[[ Working data, beginning ]]
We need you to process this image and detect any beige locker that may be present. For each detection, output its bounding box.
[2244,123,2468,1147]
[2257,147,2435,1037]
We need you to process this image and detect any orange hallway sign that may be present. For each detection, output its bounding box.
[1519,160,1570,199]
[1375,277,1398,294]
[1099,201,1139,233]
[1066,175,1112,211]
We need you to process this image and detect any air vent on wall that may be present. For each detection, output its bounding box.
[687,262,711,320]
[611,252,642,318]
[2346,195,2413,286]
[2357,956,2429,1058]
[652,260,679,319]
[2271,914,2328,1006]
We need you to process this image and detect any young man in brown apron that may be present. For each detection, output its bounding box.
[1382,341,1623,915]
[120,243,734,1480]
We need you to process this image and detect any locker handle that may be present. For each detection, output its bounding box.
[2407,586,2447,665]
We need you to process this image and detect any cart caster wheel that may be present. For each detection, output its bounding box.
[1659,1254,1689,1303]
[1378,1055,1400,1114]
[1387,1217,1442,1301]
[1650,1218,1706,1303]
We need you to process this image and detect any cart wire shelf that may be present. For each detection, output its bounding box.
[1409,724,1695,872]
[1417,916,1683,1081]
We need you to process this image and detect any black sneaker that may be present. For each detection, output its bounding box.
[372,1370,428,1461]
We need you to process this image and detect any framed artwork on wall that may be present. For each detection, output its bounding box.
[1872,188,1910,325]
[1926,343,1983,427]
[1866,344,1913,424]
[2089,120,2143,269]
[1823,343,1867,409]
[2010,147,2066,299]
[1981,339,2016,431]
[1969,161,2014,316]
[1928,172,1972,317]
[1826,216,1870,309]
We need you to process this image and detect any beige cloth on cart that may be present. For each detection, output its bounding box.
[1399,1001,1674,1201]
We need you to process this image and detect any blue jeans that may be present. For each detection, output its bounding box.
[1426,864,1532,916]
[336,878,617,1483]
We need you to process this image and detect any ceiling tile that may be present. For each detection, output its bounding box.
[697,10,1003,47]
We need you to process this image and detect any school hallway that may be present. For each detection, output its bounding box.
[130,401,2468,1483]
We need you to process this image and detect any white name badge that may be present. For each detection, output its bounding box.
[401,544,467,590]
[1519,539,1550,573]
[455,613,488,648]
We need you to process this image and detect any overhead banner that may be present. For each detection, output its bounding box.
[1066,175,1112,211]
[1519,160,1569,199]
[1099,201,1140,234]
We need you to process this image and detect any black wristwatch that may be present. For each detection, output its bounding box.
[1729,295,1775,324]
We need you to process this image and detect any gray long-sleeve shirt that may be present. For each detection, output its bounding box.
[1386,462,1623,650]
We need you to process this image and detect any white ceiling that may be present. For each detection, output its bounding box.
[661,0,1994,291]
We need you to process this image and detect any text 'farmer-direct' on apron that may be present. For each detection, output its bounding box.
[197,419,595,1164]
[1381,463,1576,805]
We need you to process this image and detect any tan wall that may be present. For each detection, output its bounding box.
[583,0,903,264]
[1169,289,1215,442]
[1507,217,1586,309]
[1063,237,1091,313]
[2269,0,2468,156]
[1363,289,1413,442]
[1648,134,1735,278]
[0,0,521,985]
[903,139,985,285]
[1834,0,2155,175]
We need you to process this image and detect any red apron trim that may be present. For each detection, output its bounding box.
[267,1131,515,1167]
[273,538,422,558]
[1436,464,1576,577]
[[ Working data, end ]]
- [The task]:
Precisely as given, transcribe all of the entries above.

- [Response for this exercise]:
We need you to process this image and detect any beige locker that may be present. For each detection, output its bounding box.
[2244,123,2468,1147]
[2257,147,2435,1037]
We need you to process this image and detect any orange hallway sign that may be present. For each detection, output its bounding box.
[1519,160,1570,199]
[1375,277,1398,294]
[1099,201,1139,233]
[1066,175,1112,211]
We need you to process this image and detect any air vent on wall that may be present. For each detection, output its bounding box.
[687,262,711,320]
[611,252,642,318]
[2346,195,2413,286]
[2357,956,2429,1058]
[652,260,679,319]
[2271,914,2328,1006]
We need you to process this image and detect any young man in brown apron that may be present. For each detection, output its bounding box.
[1382,341,1623,915]
[120,243,734,1480]
We need you to process this image and detect any locker handle that may be present. For each detection, output its bounding box.
[2407,586,2447,665]
We need you to process this image and detect any cart caster wheel that may be present. For each detection, output its bounding box.
[1659,1254,1689,1303]
[1378,1055,1400,1114]
[1387,1217,1442,1301]
[1650,1218,1706,1303]
We need you to process this image and detect any cart wire shelf that may be present. For each detection, output its bounding box.
[1409,724,1695,872]
[1417,916,1683,1081]
We need you to process this image and detect any black sneaker that may be present. For each detection, output its bounding box.
[372,1370,428,1461]
We need you to process this image and detect any framed artwork on wall that may be present. For each detection, output its bounding box.
[1872,188,1910,325]
[1926,343,1983,427]
[1866,344,1913,424]
[2089,120,2143,269]
[1823,343,1867,409]
[2010,147,2066,299]
[1981,339,2016,431]
[1969,161,2014,316]
[1928,172,1972,317]
[1826,216,1870,309]
We need you to process this image and detect any beige cloth on cart that may be present. For each detection, output its bounding box.
[1399,1001,1674,1201]
We need you to process this image and detect any blue jeans that may be present. For each detection, output its bounding box.
[1426,864,1532,916]
[336,878,617,1483]
We need you to process this image and detect any ceiling tile that may be present. For each detection, output its bounding box.
[697,10,1003,47]
We need you to process this image and detect any school hallway that may be present. For each detection, output its bounding box.
[130,401,2468,1483]
We need you to process this image and detect any white name badge that may be present. For each detection, output its bounding box.
[401,544,467,590]
[1519,539,1550,573]
[455,613,488,648]
We need you to process this image and detect any overhead banner that may be present. For each detection, output its bounding box.
[1066,175,1112,211]
[1519,160,1569,199]
[1099,201,1140,234]
We need you to process this image and detect any black wristwatch that may be present. For each detection, output its bounding box.
[1729,295,1775,324]
We need you to process this image and detect any gray long-sleeve shirt that may be present. For each detection, output its bounding box.
[1386,462,1623,650]
We need you to process this image and detect any white ceiling that may be present. For each detection, output its bounding box.
[661,0,1994,291]
We need you to process this image and detect any text 'farmer-direct' on apron that may be present. For each detection, output its bounding box.
[197,419,595,1164]
[1381,463,1576,805]
We need you to process this image and detect any tan wall that may be present. For each detection, output its bounding box.
[583,0,903,264]
[1169,289,1215,442]
[1507,217,1586,309]
[1063,237,1091,313]
[2269,0,2468,156]
[1363,289,1413,442]
[1648,134,1735,278]
[0,0,521,985]
[903,139,985,285]
[1834,0,2155,175]
We need you to process this image and detect any red apron trim that may be present. For each detection, output its bounding box.
[267,1131,515,1167]
[273,538,422,558]
[1436,464,1576,577]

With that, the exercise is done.